+++ TEXTAUSSCHNITT +++

Im Vergleich zu allen anderen Lebensbereichen müssten Schulen am längsten geöffnet bleiben, heißt es nun im KMK-Beschluss vom Freitag. Sie forderten in dem Zusammenhang, dass Lehrkräfte im Präsenzunterricht Vorrang bei der Impfkampagne* bekommen. Das ist an Grundschulen zwar bereits der Fall, aber nicht an weiterführenden Schulen.

Schul-Öffnung trotz Corona: Kultusminister stellen 7-Tage-Inzidenz in Frage

Die KMK forderte allerdings auch eine Prüfung, ob bei Schulschließungs-Entscheidungen weiterhin vor allem die 7-Tage-Inzidenz ausschlaggebend sein soll. Die Begründung: Wenn Kinder und Jugendliche nun überall massiv getestet werden, werden automatisch mehr Fälle gefunden - und dadurch steigen auch die Inzidenzwerte. Auch weil die Quote der geimpften Bevölkerung und des pädagogischen Personals steige, müsse der Inzidenzwert anders betrachtet werden.

+++ AUSZUG AUS DATENSÄTZEN +++

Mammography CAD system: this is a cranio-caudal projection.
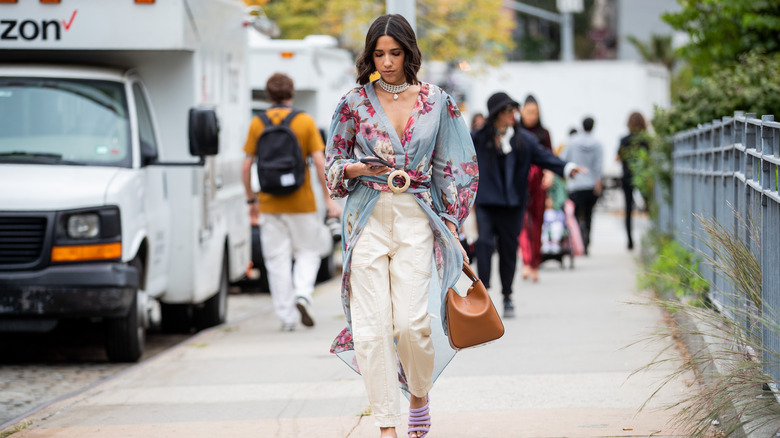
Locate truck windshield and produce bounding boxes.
[0,77,132,167]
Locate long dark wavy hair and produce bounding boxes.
[355,14,422,85]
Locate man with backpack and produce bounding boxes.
[241,73,341,331]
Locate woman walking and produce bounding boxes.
[520,94,553,282]
[617,112,647,249]
[326,15,478,438]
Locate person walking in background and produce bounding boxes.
[474,93,587,318]
[326,14,479,438]
[471,113,485,132]
[520,95,553,282]
[241,73,341,331]
[564,117,604,255]
[617,112,648,249]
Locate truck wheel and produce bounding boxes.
[106,291,146,362]
[195,256,228,330]
[160,303,192,333]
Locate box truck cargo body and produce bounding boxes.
[0,0,250,361]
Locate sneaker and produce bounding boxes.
[504,297,515,318]
[295,297,314,327]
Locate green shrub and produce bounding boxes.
[639,231,709,306]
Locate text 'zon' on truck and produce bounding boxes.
[0,0,250,361]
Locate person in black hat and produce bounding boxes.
[472,93,587,318]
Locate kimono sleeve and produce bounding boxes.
[325,95,358,199]
[431,93,479,228]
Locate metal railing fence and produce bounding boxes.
[657,111,780,382]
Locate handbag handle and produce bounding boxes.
[463,263,479,283]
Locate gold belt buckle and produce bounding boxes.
[387,169,412,193]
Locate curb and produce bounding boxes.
[0,298,278,434]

+++

* **DEINE AUFGABEN**
1. Gib aus dem Textausschnitt die Stelle von „Die KMK forderte“ bis einschließlich „anders betrachtet werden.“ wortgetreu wieder.
2. Prüfe, ob die folgenden Aussagen mit dem Textausschnitt übereinstimmen, und antworte jeweils mit Ja oder Nein sowie der entscheidenden Stelle als wörtlichem Zitat.
(a) Laut KMK-Beschluss müssten Schulen im Vergleich zu allen anderen Lebensbereichen am längsten geöffnet bleiben.
(b) Lehrkräfte an weiterführenden Schulen haben bei der Impfkampagne bereits Vorrang.
(c) Die KMK will ohne Prüfung daran festhalten, dass bei Schulschließungen vor allem die 7-Tage-Inzidenz ausschlaggebend ist.

* **LÖSUNGEN IM ÜBERBLICK**
1.
Die KMK forderte allerdings auch eine Prüfung, ob bei Schulschließungs-Entscheidungen weiterhin vor allem die 7-Tage-Inzidenz ausschlaggebend sein soll. Die Begründung: Wenn Kinder und Jugendliche nun überall massiv getestet werden, werden automatisch mehr Fälle gefunden - und dadurch steigen auch die Inzidenzwerte. Auch weil die Quote der geimpften Bevölkerung und des pädagogischen Personals steige, müsse der Inzidenzwert anders betrachtet werden.

2.
(a) Ja: „Im Vergleich zu allen anderen Lebensbereichen müssten Schulen am längsten geöffnet bleiben“
(b) Nein: „Das ist an Grundschulen zwar bereits der Fall, aber nicht an weiterführenden Schulen.“
(c) Nein: „Die KMK forderte allerdings auch eine Prüfung, ob bei Schulschließungs-Entscheidungen weiterhin vor allem die 7-Tage-Inzidenz ausschlaggebend sein soll.“